» Übungsaufgaben
a - Ordne die Zeilen der Datensätze, beginnend am Anfang der Datensätze und endend mit der Zeile, die „121), (74, 121)]]“ enthält, einschließlich beider Enden als nummerierte Liste an. Lass dabei Leerzeilen und die Bilder weg.
b - Greife den Bericht über Koglers Wahl zum grünen Spitzenkandidaten auf und führe ihn dort weiter, wo er endet.

» Seitentext
************

Politik/Inland

Kogler mit 94,5 Prozent zum grünen Spitzenkandidaten gewählt

Der Ministerrat wurde abgesagt, die ÖVP-Energie-Landesräte wollten sich auch nicht mit ihr zusammensetzen - aber hier, in der Expedithalle der Alten Ankerfabrik in Wien, wird sie gefeiert wie eine Heldin: Leonore Gewessler, grüne Klimaministerin. 

"Danke für das Renaturierungsgesetz", ruft ihr Judith Pühringer, Landesparteichefin in Wien, bei der Eröffnung des Grünen Bundeskongress' von der Bühne zu. "Du hast diese Woche Grüne Geschichte geschrieben." 

Standing Ovations für Gewessler, Spott für die ÖVP, die sich wohl "nicht trauen" würde und deren "Gefühle" verletzt worden seien. 

Beim heutigen "Wahl-Buko" wird die Liste für die Nationalratswahl gewählt, die Klimaministerin kandidiert auf Platz 2 hinter Werner Kogler

"Epizentrum der reformresistenten Blockadepolitik"

"Jetzt ist schon wieder was passiert", beginnt der Parteichef und Vizekanzler seine Rede. "Österreich hat gestern gewonnen", sagt Kogler und meint das EM-Spiel gegen Polen. 

"Und Anfang der Woche hat der Naturschutz gewonnen", sagt er und meint das EU-Renaturierungsgesetz. Und er versichert den 225 anwesenden Delegierten: "Jeder Schritt war wohlüberlegt und rechtlich untermauert." Dass der Verfassungsdienst das ganz anders sah, wischt er weg. Dieser sei "kein Gott, neben dem kein anderer existieren kann". 

Die Grünen hätten tatsächlich ihr wahres Gesicht gezeigt, zitiert Kogler ironisch Bundeskanzler Karl Nehammer (ÖVP), und die richtigen Entscheidungen getroffen: "Es ist eben so, wir sind die Natur- und Klimaschutzpartei, und wohl die einzige." 

Wenn es um Verantwortung gehe, hätten die Grünen "nicht nur ein heißes Herz, sondern auch einen kühlen Kopf". Daher gehe er davon aus, dass die Regierungszusammenarbeit bei zum Herbst korrekt weitergehen werde.

Es gebe immer ein paar, so Kogler, die sich zum "Epizentrum der reformresistenten Blockadepolitik" machen würden. "Das sind Auseinandersetzungen, die wir führen müssen, die wir geführt haben." 

Es folgt eine Aufzählung der grünen Errungenschaften in der Regierung (Klimaticket, Informationsfreiheit, Valorisierung der Sozialleistungen, ökosoziale Steuerreform etc.) und ein "Programm-Rap" mit mehr oder weniger Erwartbarem: Weitere Initiativen im Klimaschutz und für Ernährungssicherheit, das Ende der Abhängigkeit von russischem "Blut-Gas" inklusive U-Ausschuss sowie Projekte gegen Altersarmut bei Frauen und gegen Kinderarmut nehmen sich die Grünen unter anderem vor. Und freilich wolle man "eine Brandmauer gegen Rechtsextreme" sein. "Da kann man sich auf uns verlassen."

************

» Erfasste Daten
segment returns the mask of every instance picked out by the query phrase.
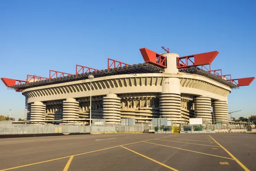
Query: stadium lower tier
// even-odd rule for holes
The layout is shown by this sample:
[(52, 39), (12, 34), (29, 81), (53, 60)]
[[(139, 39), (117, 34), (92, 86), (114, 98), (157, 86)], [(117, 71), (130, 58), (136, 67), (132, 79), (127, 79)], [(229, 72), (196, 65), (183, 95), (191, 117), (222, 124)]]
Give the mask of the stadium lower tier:
[[(90, 97), (63, 100), (37, 101), (27, 105), (27, 120), (67, 123), (88, 123)], [(152, 118), (166, 118), (174, 125), (189, 123), (189, 118), (203, 118), (205, 124), (228, 121), (227, 101), (189, 94), (158, 93), (115, 94), (92, 97), (93, 119), (105, 119), (106, 123), (118, 124), (121, 118), (135, 118), (136, 123), (151, 123)], [(78, 119), (78, 121), (74, 121)]]

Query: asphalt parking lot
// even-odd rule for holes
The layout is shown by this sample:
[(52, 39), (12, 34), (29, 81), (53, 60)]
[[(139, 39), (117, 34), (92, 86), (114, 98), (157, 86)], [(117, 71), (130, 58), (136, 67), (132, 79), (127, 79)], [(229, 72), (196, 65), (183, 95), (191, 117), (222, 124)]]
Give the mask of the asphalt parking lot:
[(111, 134), (0, 139), (0, 171), (256, 170), (256, 134)]

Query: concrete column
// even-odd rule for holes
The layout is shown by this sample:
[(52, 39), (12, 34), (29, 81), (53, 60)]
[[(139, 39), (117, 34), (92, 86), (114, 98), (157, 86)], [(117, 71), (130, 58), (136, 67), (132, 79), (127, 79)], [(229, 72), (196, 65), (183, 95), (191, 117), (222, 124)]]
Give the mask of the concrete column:
[(46, 105), (41, 101), (36, 101), (31, 104), (30, 109), (30, 121), (45, 120)]
[(25, 107), (25, 109), (26, 110), (26, 119), (27, 121), (30, 121), (31, 119), (31, 105), (30, 104), (27, 104), (26, 106)]
[[(175, 65), (175, 67), (177, 67)], [(168, 78), (164, 80), (162, 93), (159, 94), (160, 113), (173, 123), (181, 123), (180, 80)]]
[(177, 74), (179, 72), (177, 68), (177, 58), (179, 54), (176, 53), (166, 53), (161, 54), (167, 58), (167, 68), (164, 69), (164, 73), (168, 73)]
[(227, 123), (228, 121), (227, 102), (218, 100), (212, 102), (212, 112), (215, 122)]
[(212, 102), (209, 97), (199, 96), (194, 98), (195, 116), (203, 118), (203, 122), (212, 123)]
[(79, 102), (75, 99), (69, 98), (63, 101), (62, 119), (79, 118)]
[(114, 94), (107, 94), (103, 97), (103, 118), (107, 123), (121, 122), (121, 100)]

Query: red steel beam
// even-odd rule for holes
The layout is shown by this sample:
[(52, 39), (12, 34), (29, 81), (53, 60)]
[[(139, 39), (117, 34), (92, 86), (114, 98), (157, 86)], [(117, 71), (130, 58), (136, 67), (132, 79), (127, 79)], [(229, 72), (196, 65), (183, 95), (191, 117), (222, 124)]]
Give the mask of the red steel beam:
[(166, 52), (168, 53), (170, 53), (170, 51), (169, 51), (169, 48), (165, 48), (164, 46), (162, 46), (161, 48), (163, 48), (163, 49), (164, 50), (165, 50), (166, 51)]
[(35, 75), (27, 75), (26, 81), (27, 83), (29, 83), (30, 82), (35, 82), (38, 81), (42, 81), (49, 79), (49, 78), (37, 76)]
[(222, 78), (222, 70), (221, 69), (212, 70), (210, 71), (210, 73), (221, 78)]
[[(53, 73), (53, 74), (52, 73)], [(74, 74), (70, 74), (68, 73), (63, 73), (62, 72), (55, 71), (53, 70), (50, 70), (49, 73), (50, 74), (49, 74), (49, 79), (52, 79), (52, 77), (54, 76), (56, 76), (56, 78), (60, 78), (60, 77), (64, 77), (64, 76), (70, 76), (74, 75)], [(59, 74), (58, 76), (58, 74)], [(60, 74), (60, 75), (59, 75)], [(55, 76), (54, 76), (54, 77), (55, 77)]]
[(248, 77), (243, 78), (242, 78), (232, 79), (227, 81), (240, 87), (249, 85), (255, 78), (255, 77)]
[[(80, 69), (79, 69), (80, 67)], [(84, 70), (85, 68), (85, 70)], [(89, 67), (85, 67), (84, 66), (76, 65), (76, 74), (79, 74), (79, 73), (81, 70), (82, 73), (86, 73), (87, 72), (91, 72), (91, 70), (93, 70), (93, 71), (99, 71), (99, 70), (97, 70), (96, 69), (92, 68)], [(84, 72), (85, 70), (85, 72)]]
[(166, 56), (145, 48), (140, 49), (140, 50), (145, 62), (162, 68), (167, 67)]
[(26, 81), (6, 78), (1, 78), (1, 80), (6, 87), (11, 87), (15, 85), (27, 83), (27, 81)]
[[(7, 78), (1, 78), (1, 80), (5, 84), (6, 87), (10, 87), (15, 85), (27, 83), (26, 81), (15, 80), (15, 79)], [(15, 89), (17, 92), (20, 92), (23, 90), (22, 89)]]
[[(110, 62), (111, 62), (111, 64), (110, 64)], [(122, 62), (120, 62), (120, 61), (116, 61), (115, 59), (111, 59), (110, 58), (108, 59), (108, 69), (109, 70), (111, 68), (111, 67), (113, 65), (114, 68), (117, 68), (118, 67), (122, 67), (122, 64), (124, 66), (128, 66), (130, 65), (129, 64), (126, 64), (125, 63), (123, 63)]]
[(177, 68), (184, 68), (211, 64), (218, 54), (218, 51), (177, 58)]
[(231, 75), (230, 74), (228, 75), (224, 75), (223, 76), (221, 76), (221, 78), (222, 79), (224, 79), (225, 80), (231, 80)]

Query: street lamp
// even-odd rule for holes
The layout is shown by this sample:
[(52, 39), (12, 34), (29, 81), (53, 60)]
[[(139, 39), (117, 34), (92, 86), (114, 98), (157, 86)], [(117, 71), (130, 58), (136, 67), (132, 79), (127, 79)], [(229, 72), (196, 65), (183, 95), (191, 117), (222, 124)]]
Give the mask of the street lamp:
[(9, 117), (10, 117), (9, 118), (9, 121), (11, 121), (11, 111), (12, 111), (12, 109), (9, 109), (9, 111), (10, 111), (10, 115), (9, 115)]
[(90, 133), (92, 131), (92, 80), (94, 78), (94, 76), (92, 75), (89, 75), (88, 78), (90, 80)]

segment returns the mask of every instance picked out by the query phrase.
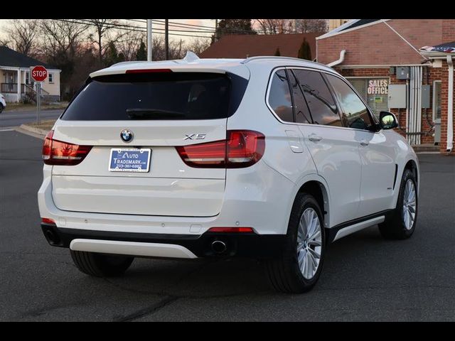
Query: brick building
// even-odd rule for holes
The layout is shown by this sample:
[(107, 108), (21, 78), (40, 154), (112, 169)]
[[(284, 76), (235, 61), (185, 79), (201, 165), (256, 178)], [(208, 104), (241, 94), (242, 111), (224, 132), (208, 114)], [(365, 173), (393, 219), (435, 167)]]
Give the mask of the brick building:
[[(316, 56), (346, 77), (375, 114), (397, 114), (411, 144), (455, 154), (455, 53), (437, 46), (454, 41), (455, 19), (354, 19), (316, 38)], [(436, 50), (419, 50), (429, 46)]]
[(316, 59), (316, 37), (321, 33), (291, 34), (235, 34), (223, 36), (199, 55), (201, 58), (246, 58), (256, 55), (274, 55), (277, 49), (280, 55), (297, 57), (305, 39), (311, 59)]

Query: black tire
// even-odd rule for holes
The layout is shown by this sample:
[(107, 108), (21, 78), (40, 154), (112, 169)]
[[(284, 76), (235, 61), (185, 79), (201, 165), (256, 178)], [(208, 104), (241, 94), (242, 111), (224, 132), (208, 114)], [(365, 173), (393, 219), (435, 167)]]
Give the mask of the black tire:
[[(300, 218), (307, 208), (316, 211), (321, 224), (321, 257), (315, 274), (310, 279), (302, 275), (297, 260), (297, 231)], [(280, 256), (265, 261), (266, 272), (272, 286), (277, 291), (301, 293), (311, 290), (319, 278), (326, 250), (326, 234), (323, 216), (314, 197), (306, 193), (299, 193), (292, 207), (284, 251)]]
[[(406, 228), (405, 221), (403, 217), (405, 188), (408, 180), (412, 182), (415, 190), (415, 216), (410, 229)], [(419, 207), (417, 190), (417, 183), (414, 173), (409, 169), (405, 169), (400, 183), (400, 193), (397, 200), (397, 206), (388, 219), (385, 222), (379, 224), (379, 231), (384, 238), (387, 239), (405, 239), (412, 235), (417, 222)]]
[(114, 254), (70, 250), (71, 258), (77, 269), (96, 277), (122, 276), (133, 262), (134, 257)]

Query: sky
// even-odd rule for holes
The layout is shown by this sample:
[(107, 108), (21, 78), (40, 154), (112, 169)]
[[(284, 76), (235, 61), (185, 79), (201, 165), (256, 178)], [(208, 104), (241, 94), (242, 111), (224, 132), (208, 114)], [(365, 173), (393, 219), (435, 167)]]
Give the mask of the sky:
[[(4, 38), (5, 37), (5, 30), (7, 28), (7, 27), (9, 26), (9, 23), (11, 21), (11, 19), (0, 19), (0, 38)], [(144, 21), (145, 19), (133, 19), (134, 20), (134, 21), (131, 21), (131, 20), (126, 20), (126, 19), (119, 19), (122, 23), (124, 24), (127, 24), (127, 25), (131, 25), (131, 26), (140, 26), (140, 27), (146, 27), (146, 23), (145, 22), (139, 22), (139, 21), (136, 21), (137, 20), (139, 21)], [(156, 19), (161, 21), (164, 21), (164, 19)], [(182, 28), (182, 27), (177, 27), (177, 26), (174, 26), (172, 25), (169, 25), (169, 28), (170, 30), (173, 29), (177, 29), (177, 30), (183, 30), (183, 31), (197, 31), (198, 32), (193, 32), (193, 33), (188, 33), (188, 32), (176, 32), (174, 31), (173, 33), (179, 33), (179, 34), (183, 34), (183, 35), (192, 35), (192, 36), (203, 36), (203, 37), (210, 37), (211, 35), (213, 34), (212, 33), (210, 32), (204, 32), (204, 31), (215, 31), (215, 20), (214, 19), (169, 19), (170, 22), (173, 22), (173, 23), (186, 23), (186, 24), (191, 24), (191, 25), (198, 25), (198, 26), (208, 26), (208, 27), (203, 27), (203, 28), (198, 28), (198, 27), (194, 27), (194, 28), (191, 28), (191, 27), (186, 27), (186, 28)], [(153, 28), (164, 28), (164, 25), (159, 25), (159, 23), (156, 24), (154, 24), (152, 25)], [(172, 31), (170, 31), (171, 33), (173, 33)], [(156, 34), (157, 36), (162, 36), (161, 34)], [(169, 36), (169, 39), (178, 39), (179, 40), (180, 38), (183, 39), (184, 41), (186, 42), (190, 42), (192, 40), (194, 39), (194, 38), (193, 37), (188, 37), (188, 36), (174, 36), (171, 34)]]

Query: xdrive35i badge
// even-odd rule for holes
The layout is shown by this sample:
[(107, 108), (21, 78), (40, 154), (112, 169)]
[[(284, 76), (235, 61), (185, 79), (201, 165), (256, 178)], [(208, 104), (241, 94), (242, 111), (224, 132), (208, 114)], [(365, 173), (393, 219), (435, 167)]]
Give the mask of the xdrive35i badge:
[(131, 142), (133, 141), (133, 133), (128, 129), (123, 129), (122, 132), (120, 132), (120, 138), (127, 143)]

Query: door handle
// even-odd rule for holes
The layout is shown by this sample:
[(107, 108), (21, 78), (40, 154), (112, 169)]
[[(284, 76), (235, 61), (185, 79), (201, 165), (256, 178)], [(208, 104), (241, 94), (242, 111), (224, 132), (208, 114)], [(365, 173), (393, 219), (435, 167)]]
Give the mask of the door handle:
[(322, 137), (316, 135), (316, 134), (311, 134), (308, 136), (308, 139), (312, 141), (313, 142), (318, 142), (319, 141), (322, 140)]
[(300, 143), (301, 135), (293, 130), (287, 130), (285, 132), (288, 137), (287, 141), (289, 144), (291, 150), (294, 153), (303, 153), (304, 146)]

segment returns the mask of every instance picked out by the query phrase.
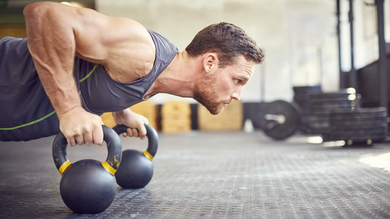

************

» Gegebene Antworten
a -
1. segment returns the mask of every instance picked out by the query phrase.
2. Query: stadium lower tier
3. // even-odd rule for holes
4. The layout is shown by this sample:
5. [(52, 39), (12, 34), (29, 81), (53, 60)]
6. [[(139, 39), (117, 34), (92, 86), (114, 98), (157, 86)], [(117, 71), (130, 58), (136, 67), (132, 79), (127, 79)], [(229, 72), (196, 65), (183, 95), (191, 117), (222, 124)]]
7. Give the mask of the stadium lower tier:
8. [[(90, 97), (63, 100), (37, 101), (27, 105), (27, 120), (67, 123), (88, 123)], [(152, 118), (166, 118), (174, 125), (189, 123), (189, 118), (203, 118), (205, 124), (228, 121), (227, 101), (189, 94), (158, 93), (115, 94), (92, 97), (93, 119), (105, 119), (106, 123), (118, 124), (121, 118), (135, 118), (136, 123), (151, 123)], [(78, 119), (78, 121), (74, 121)]]

b -
Kogler: "Ich kann's, ich will's"

Auch an seiner Motivation lässt der 62-Jährige, der die Partei nach ihrem Rauswurf aus dem Nationalrat 2017 übernommen und sie 2019 in die Bundesregierung gebracht hat, keine Zweifel: "Wahlkampf: Ich kann's, ich will's." 

So richtig in Schwung kommt die Menge bei Koglers Rede nicht, bei der Abstimmung über seine Spitzenkandidatur kommt er dann auf 94,5 Prozent. Vor fünf Jahren hat Kogler noch eine 98,6-prozentige Zustimmung seiner Partei verzeichnen können.

Gewessler: "Ich meine es verdammt ernst"

Im Anschluss betritt Gewessler die Bühne - und beginnt mit einem kurzen Rückblick, als sie 2019 von Global 2000 zu den Grünen gekommen, auf Platz 2 hinter Kogler kandidiert und schließlich Klimaministerin geworden ist. 

"In der Koalition hat die ÖVP gedacht, uns kleinen Grünen zeigt sie, wie der Laden läuft", sagt sie. Kunstpause, Lachen im Saal. Letztendlich, so Gewessler, hätten die Grünen aus der Regierungsbeteiligung "richtig viel herausgeholt".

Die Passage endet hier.